Selected text:

* * *

One may expect the easing of interest rates in 2020. But one is not sure whether the State Bank of Pakistan (SBP) will go for it in the monetary policy review due this month.
The industrial slowdown indicates that demand has contracted considerably. The output of large-scale manufacturing (LSM) receded by 6.5 per cent year-on-year in July-October. Consumer financing in a full year to November totaled less than Rs40 billion against Rs81bn in calendar year 2018.
Leaving interest rates where they are can lead to a further contraction in demand. That is not desirable. But how soon double-digit inflation comes down to a level where the central bank feels it is safe to lower interest rates cannot be predicted at a time when energy prices continue to rise. Average headline inflation in July-November was recorded at 10.8pc, up from 10.3pc in July-October and 10.1pc in July-September.
Will the SBP go for a rate cut without first verifying evidence of a declining trend in inflation at a time when the country is under an IMF lending programme?
The energy price hike cannot be halted immediately as it is a result of the International Monetary Fund (IMF)-demanded gradual withdrawal of subsidies and a reflection of the rupee devaluation in the recent past. The rupee experienced 31.7pc depreciation against the dollar in 2018-19 before regaining some of the lost value in the first half of 2019-20.
Political heat is rising in cold winter as the opposition parties continue to protest about the “selective accountability at the hands of a selected government”. Prime Minister Imran Khan has said repeatedly he will not spare the “plunderers of the national wealth”. The armed forces’ “anger and frustration” over an accountability court judgment against Gen Musharraf and “aggressive posturing” of a pro-active superior judiciary also continue to unnerve the business class.

* * *

Excerpted data:
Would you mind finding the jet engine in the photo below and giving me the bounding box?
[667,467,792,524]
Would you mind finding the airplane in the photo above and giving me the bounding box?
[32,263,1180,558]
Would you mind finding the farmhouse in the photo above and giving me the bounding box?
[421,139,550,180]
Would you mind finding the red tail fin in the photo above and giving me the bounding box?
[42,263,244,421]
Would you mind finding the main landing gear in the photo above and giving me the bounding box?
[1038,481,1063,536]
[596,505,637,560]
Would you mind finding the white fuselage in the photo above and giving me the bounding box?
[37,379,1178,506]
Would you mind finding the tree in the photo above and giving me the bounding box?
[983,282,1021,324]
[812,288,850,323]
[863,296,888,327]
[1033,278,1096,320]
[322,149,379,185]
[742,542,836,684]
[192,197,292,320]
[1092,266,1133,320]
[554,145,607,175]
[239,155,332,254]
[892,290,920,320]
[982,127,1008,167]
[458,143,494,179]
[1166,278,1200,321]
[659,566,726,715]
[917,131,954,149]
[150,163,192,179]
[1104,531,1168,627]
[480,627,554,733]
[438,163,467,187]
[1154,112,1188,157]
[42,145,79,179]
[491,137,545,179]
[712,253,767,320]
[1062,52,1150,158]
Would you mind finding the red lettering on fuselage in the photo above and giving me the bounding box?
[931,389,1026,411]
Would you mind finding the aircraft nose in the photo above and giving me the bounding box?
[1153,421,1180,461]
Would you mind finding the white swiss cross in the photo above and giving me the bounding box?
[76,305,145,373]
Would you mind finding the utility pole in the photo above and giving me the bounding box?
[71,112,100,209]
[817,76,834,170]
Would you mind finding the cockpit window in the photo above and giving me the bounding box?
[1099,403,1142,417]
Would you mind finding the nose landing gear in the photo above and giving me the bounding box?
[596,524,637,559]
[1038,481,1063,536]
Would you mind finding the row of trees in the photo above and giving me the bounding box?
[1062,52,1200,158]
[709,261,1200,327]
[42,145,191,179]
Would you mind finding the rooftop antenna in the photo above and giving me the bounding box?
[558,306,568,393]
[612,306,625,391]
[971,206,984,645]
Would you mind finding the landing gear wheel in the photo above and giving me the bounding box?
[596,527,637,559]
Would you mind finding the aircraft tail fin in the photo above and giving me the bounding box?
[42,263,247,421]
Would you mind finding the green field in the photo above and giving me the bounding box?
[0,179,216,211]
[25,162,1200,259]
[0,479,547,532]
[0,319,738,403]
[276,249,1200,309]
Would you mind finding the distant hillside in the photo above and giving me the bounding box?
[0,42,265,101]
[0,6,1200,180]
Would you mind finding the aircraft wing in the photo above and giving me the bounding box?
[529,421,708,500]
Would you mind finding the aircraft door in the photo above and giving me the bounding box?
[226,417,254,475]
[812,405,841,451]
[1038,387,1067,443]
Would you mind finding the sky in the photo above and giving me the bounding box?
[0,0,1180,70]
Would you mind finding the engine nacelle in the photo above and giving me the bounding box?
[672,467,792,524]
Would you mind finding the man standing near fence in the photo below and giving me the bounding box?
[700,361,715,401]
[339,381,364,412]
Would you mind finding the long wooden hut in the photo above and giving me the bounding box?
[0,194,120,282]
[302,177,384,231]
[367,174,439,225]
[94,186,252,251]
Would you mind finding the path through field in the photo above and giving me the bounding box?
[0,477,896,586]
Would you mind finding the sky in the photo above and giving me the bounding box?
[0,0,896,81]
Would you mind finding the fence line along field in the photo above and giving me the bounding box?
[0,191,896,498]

* * *

Task details: Summarize the text on Pakistan's interest rate outlook in two sentences.

Task answer: Demand has contracted, with large-scale manufacturing output down 6.5 percent year-on-year in July-October and consumer financing well below 2018 levels, yet it is uncertain whether the State Bank of Pakistan will lower interest rates in this month's review. Average headline inflation rose to 10.8 percent in July-November as energy prices keep climbing because of IMF-demanded subsidy withdrawal and past rupee devaluation, while rising political tensions continue to unnerve the business class.